▶ **RECORDED DATA**:

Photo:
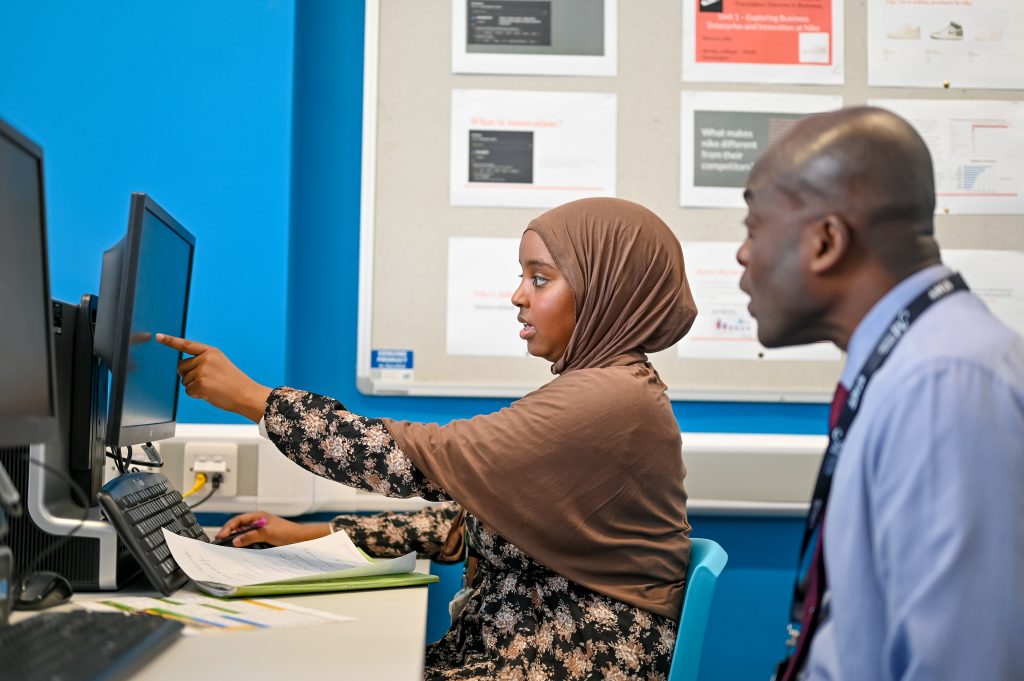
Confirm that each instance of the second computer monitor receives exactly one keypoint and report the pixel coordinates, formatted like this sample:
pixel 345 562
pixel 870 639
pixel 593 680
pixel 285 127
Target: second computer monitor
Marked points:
pixel 143 291
pixel 28 397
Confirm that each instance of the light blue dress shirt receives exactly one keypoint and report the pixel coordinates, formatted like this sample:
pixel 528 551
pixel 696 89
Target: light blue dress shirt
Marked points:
pixel 925 526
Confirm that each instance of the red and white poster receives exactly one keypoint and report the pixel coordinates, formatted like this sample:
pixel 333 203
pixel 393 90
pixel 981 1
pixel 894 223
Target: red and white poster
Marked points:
pixel 763 41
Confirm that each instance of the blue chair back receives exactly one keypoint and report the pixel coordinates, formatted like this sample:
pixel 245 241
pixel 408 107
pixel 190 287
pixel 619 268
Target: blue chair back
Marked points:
pixel 707 562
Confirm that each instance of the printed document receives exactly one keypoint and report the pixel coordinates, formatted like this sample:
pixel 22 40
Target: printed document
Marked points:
pixel 220 569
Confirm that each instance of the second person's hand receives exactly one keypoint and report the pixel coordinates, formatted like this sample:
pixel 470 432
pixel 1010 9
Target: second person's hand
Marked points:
pixel 276 531
pixel 211 376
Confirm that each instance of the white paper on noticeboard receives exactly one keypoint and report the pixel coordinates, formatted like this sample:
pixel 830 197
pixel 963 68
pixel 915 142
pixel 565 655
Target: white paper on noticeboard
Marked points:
pixel 724 328
pixel 724 133
pixel 763 41
pixel 945 43
pixel 527 149
pixel 482 275
pixel 535 37
pixel 995 278
pixel 976 149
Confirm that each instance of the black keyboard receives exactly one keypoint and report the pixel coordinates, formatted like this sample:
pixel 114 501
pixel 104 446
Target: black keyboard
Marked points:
pixel 139 506
pixel 79 645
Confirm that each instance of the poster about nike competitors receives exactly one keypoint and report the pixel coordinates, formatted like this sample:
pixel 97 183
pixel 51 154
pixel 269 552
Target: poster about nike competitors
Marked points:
pixel 945 43
pixel 763 41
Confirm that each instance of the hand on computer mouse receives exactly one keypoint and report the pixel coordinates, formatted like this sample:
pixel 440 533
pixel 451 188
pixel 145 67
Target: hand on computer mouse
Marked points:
pixel 41 590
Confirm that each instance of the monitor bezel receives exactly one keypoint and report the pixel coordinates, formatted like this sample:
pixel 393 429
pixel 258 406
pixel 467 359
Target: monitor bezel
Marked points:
pixel 118 435
pixel 33 429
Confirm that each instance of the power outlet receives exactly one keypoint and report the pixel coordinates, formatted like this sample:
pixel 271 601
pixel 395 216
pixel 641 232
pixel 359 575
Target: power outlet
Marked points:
pixel 209 458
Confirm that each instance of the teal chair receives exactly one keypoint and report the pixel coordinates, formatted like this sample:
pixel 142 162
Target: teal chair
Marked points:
pixel 707 562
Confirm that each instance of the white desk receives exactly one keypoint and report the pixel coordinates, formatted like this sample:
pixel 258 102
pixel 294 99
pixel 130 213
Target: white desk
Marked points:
pixel 386 641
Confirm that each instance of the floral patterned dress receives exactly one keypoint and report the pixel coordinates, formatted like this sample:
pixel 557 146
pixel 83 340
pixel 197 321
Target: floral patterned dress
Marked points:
pixel 523 622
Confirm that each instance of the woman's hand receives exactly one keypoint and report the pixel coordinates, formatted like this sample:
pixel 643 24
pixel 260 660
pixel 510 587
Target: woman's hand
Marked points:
pixel 210 375
pixel 276 531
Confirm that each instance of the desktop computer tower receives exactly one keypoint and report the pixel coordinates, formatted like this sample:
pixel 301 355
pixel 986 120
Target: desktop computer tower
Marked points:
pixel 93 558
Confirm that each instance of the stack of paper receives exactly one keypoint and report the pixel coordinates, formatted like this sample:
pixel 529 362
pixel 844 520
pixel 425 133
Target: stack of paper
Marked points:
pixel 328 563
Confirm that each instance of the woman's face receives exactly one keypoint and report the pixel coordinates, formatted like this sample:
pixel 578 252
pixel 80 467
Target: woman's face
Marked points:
pixel 547 309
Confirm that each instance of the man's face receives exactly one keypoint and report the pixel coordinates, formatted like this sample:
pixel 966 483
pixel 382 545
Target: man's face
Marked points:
pixel 775 258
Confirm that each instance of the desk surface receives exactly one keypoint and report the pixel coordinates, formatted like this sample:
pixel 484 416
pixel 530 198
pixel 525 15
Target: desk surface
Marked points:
pixel 386 641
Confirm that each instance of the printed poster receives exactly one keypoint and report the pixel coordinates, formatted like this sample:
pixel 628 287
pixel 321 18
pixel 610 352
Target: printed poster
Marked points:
pixel 724 134
pixel 482 275
pixel 976 149
pixel 945 43
pixel 724 328
pixel 763 41
pixel 534 150
pixel 993 277
pixel 535 37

▶ **TASK DIRECTIONS**:
Reproduce the lines starting at the one containing "Confirm that each instance of the floral" and ending at the one containing "pixel 547 309", substituting "pile of paper" for "stack of paper" and leaving everything else unchanged.

▶ **SOLUTION FOR THIS EXERCISE**:
Confirm that each instance of the floral patterned dress receives exactly one keypoint and report the pixel coordinates, formatted like this sample:
pixel 557 146
pixel 83 340
pixel 197 321
Target: floral patterned dress
Marked points:
pixel 523 622
Confirm that each instance of the woman's hand receives exactly one keypoint and report the pixel coordinates, formatted like this sample:
pixel 643 24
pixel 260 660
pixel 510 587
Target: woman's hand
Marked points:
pixel 210 375
pixel 276 531
Confirm that each instance of the desktop computer tower receives exactly one keypoint and report the pixel coordinates, formatted like this sample:
pixel 301 355
pixel 986 120
Target: desktop computer tower
Marked points:
pixel 93 558
Confirm that each instance of the pile of paper receives exactly one keypoint and report the pixel coordinates, formatted like this sample:
pixel 529 362
pixel 844 520
pixel 425 133
Target: pile of paper
Marked points:
pixel 328 563
Confirm that each instance of the woman's face receives exactly one keypoint and report the pixel coordinates, formatted like this sample:
pixel 578 252
pixel 80 467
Target: woman's face
Marked points:
pixel 547 309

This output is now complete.